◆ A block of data
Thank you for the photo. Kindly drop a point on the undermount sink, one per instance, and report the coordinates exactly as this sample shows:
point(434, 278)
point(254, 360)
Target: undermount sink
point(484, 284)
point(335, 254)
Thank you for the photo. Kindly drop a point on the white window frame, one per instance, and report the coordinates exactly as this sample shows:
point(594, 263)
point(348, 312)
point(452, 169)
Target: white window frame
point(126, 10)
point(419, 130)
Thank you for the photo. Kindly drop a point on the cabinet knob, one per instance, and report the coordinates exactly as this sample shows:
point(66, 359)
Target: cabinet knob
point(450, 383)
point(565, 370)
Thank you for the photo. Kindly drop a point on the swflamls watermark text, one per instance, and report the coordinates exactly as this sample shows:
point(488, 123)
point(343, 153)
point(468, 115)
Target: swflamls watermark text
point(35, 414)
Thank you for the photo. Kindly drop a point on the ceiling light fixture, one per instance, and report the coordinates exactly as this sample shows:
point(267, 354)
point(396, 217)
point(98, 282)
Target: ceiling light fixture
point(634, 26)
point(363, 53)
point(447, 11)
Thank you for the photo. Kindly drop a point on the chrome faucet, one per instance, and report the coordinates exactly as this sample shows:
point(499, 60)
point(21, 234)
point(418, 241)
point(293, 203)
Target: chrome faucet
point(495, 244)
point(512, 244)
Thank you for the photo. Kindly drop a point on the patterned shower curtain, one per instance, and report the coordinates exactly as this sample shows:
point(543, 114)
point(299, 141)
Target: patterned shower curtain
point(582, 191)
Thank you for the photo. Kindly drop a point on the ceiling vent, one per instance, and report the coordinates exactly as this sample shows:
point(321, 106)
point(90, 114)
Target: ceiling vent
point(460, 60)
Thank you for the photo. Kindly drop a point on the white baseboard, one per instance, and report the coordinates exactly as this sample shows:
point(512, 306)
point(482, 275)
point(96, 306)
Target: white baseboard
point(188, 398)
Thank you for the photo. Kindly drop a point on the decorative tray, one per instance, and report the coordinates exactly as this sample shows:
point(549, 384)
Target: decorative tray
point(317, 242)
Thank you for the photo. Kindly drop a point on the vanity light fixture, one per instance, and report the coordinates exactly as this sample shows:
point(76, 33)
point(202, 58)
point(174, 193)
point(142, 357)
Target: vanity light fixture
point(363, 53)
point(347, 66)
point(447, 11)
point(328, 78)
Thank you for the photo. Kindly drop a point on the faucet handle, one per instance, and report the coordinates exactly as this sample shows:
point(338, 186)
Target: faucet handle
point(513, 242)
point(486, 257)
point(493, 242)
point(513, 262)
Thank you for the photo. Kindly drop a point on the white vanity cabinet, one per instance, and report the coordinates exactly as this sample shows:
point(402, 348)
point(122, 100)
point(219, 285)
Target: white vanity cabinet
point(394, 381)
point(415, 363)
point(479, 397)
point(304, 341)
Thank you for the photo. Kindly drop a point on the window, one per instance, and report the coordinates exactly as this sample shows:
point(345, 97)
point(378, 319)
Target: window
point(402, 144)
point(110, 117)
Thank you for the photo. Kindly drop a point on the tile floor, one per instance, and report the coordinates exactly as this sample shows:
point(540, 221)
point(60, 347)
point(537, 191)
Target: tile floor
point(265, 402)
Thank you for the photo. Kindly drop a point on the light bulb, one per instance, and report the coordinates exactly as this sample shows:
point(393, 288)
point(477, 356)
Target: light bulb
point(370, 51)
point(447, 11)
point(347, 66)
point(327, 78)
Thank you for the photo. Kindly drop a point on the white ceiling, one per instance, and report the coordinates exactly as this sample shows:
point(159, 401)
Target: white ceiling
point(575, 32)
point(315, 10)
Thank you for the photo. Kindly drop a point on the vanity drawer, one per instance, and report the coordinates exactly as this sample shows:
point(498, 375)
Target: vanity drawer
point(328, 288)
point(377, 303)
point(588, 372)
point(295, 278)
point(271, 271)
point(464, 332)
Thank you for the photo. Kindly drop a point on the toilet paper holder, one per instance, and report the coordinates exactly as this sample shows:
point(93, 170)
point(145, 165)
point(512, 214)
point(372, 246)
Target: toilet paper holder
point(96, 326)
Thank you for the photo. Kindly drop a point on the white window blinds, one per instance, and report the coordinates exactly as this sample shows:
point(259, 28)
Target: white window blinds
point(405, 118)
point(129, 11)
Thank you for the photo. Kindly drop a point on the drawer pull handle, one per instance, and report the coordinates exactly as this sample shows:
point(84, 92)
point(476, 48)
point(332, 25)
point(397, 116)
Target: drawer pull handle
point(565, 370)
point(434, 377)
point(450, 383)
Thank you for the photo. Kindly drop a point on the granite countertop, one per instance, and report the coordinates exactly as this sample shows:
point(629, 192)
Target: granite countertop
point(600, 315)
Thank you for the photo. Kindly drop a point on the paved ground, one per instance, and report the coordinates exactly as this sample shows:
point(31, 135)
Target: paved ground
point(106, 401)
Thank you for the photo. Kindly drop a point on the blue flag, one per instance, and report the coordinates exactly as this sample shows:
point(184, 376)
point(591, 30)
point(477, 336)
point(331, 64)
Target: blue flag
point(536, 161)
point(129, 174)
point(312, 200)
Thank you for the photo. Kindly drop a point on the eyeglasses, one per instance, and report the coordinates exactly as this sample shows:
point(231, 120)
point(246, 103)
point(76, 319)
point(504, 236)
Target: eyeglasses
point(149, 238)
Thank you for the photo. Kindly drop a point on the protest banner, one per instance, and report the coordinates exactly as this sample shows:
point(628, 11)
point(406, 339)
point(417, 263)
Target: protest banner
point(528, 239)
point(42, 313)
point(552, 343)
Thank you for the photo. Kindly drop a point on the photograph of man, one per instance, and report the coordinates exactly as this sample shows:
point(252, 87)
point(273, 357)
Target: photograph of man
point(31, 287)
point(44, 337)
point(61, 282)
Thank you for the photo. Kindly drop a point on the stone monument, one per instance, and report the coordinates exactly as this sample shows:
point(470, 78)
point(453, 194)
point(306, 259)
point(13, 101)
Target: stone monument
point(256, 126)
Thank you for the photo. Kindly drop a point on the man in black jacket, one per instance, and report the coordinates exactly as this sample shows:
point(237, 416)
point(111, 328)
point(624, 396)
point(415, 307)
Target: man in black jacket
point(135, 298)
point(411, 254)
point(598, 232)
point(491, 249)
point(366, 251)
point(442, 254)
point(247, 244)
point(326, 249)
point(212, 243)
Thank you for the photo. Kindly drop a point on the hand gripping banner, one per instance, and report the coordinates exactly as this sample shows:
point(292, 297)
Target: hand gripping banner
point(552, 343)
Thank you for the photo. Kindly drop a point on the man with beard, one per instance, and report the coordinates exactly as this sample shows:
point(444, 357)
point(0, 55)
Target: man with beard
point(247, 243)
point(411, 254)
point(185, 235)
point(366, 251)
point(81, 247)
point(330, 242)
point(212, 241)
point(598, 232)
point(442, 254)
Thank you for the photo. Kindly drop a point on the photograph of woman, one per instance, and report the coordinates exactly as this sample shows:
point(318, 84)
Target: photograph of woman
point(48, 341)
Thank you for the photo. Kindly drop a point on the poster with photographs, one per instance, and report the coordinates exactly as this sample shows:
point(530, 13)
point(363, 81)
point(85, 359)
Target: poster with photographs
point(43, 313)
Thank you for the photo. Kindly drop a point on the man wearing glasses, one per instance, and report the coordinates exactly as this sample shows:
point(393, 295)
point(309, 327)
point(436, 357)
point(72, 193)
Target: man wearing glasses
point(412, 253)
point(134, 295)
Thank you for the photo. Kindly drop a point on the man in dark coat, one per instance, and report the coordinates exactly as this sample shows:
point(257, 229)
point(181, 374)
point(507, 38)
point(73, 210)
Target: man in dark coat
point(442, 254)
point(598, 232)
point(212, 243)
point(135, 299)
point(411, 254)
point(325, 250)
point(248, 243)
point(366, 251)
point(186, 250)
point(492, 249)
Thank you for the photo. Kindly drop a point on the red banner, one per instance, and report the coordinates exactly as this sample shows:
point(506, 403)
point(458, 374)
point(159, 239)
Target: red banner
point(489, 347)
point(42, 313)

◆ Objective
Copy out verbatim the lines from the beginning of the material through the line containing "point(335, 254)", including that line.

◆ The output
Thank you for the photo. Kindly drop a point on the undermount sink, one per instance, and report the coordinates exactly as this sample shows:
point(434, 278)
point(254, 360)
Target: undermount sink
point(484, 284)
point(335, 254)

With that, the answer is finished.